GIVEN PASSAGE:

Considering all other cases, for now we want to preserve existing behavior, which was almost fully done (at this stage there are changes in behavior of delegations with placeholders and late-bound lifetimes).
## Main approach overview
The main approach is as follows:
- We determine generic params of delegee parent (now only trait can act as a parent as delegation to inherent impls is not yet supported) and delegee function,
- Based on presence of user-specified args in `reuse` statement (i.e. `reuse Trait::<'static, i32, 123>::foo::<String>`) we either generate delegee generic params or not. If not, then we should include user-specified generic args into the signature of delegation,
- The general order of generic params generation is as following:
`[DELEGEE PARENT LIFETIMES, DELEGEE LIFETIMES, DELEGEE PARENT TYPES AND CONSTS, DELEGEE TYPES AND CONSTS]`,
- There are two possible generic params orderings (they differ only in a position of `Self` generic param):
- When Self is after lifetimes, this happens only in free to trait delegation scenario, as we need to generate implicit Self param of the delegee trait,
- When Self is in the beginning and we should not generate Self param, this is basically all other cases if there is an implicit Self generic param in delegation parent.
- Considering propagation, we do not propagate lifetimes for child, as at AST -> HIR lowering stage we can not know whether the lifetime is late-bound or early bound, so for now we do not propagate them at all. There is one more hack with child lifetimes, for the same reason we create predicates of kind `'a: 'a` in order to preserve all lifetimes in HIR, so for now we can generate more lifetimes params then needed. This will be partially fixed in one of next pull requests.

GIVEN ENTRIES:
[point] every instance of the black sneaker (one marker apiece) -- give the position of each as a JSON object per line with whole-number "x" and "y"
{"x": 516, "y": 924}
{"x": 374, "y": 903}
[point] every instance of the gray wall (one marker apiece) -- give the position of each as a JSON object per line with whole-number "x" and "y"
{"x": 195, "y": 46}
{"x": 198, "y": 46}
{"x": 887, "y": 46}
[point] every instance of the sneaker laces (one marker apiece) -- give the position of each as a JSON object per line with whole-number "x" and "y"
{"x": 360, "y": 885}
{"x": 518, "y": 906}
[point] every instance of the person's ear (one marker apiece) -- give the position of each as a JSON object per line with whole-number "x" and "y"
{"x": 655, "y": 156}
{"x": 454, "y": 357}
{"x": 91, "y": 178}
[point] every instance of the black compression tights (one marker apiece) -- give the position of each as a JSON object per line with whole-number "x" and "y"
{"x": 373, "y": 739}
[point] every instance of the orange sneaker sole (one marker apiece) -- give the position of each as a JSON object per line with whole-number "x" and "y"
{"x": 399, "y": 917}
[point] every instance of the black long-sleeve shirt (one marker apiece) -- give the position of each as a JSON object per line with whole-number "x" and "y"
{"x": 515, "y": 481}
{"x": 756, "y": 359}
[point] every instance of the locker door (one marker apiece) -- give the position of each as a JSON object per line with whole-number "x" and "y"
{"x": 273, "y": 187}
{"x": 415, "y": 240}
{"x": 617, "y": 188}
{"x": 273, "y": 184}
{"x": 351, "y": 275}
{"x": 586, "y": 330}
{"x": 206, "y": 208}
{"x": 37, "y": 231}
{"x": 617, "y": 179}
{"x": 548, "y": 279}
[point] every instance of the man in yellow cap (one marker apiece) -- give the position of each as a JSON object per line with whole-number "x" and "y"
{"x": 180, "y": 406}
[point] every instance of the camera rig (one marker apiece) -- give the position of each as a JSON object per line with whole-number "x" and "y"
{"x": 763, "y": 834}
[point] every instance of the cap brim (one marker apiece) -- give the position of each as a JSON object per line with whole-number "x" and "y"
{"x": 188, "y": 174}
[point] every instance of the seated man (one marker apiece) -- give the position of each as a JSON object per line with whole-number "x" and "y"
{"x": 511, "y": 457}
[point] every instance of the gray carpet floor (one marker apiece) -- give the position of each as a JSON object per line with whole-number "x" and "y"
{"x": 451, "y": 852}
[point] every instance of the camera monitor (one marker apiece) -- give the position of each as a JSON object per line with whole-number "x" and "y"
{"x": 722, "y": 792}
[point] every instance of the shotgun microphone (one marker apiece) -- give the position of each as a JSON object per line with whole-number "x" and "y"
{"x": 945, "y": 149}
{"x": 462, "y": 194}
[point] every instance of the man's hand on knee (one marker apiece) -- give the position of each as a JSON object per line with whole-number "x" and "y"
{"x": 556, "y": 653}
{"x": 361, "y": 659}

EXERCISE 1: Copy the stretch of the delegation generics passage from "Considering all other" through "and late-bound lifetimes).".
EXERCISE 2: According to the delegation generics passage, in which scenario does the `Self` generic param come after the lifetimes?

ANSWER 1:
Considering all other cases, for now we want to preserve existing behavior, which was almost fully done (at this stage there are changes in behavior of delegations with placeholders and late-bound lifetimes).

ANSWER 2: Only in the free to trait delegation scenario, because the implicit Self param of the delegee trait must be generated.